(WORK TASK)
Where "sailboat" appears in a line of the entries below, that line should be copied.

(DATA EXTRACT)
---
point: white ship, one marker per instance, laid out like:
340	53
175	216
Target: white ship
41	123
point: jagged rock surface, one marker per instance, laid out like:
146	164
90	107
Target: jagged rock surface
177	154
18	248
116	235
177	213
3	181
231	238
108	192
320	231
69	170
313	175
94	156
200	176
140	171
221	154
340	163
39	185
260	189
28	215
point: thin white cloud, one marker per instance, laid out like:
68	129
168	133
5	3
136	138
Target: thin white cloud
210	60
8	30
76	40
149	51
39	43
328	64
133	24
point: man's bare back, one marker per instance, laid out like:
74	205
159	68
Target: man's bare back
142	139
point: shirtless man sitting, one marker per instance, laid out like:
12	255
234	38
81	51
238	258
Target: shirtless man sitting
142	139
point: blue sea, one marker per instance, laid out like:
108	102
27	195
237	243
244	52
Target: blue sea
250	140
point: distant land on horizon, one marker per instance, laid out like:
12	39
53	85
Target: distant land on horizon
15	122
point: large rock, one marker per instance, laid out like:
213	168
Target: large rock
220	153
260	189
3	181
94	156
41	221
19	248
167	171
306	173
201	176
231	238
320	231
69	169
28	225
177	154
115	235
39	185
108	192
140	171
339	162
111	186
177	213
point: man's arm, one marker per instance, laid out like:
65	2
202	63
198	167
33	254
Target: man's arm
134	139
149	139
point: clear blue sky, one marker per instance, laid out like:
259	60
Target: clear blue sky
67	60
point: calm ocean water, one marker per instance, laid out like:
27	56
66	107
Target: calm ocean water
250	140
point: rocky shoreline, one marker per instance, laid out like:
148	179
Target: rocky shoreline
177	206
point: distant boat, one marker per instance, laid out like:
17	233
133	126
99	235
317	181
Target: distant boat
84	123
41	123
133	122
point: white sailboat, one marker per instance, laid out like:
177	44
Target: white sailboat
---
(RESULT FOR THIS TASK)
point: white sailboat, one marker per instance, laid out like:
Target: white sailboat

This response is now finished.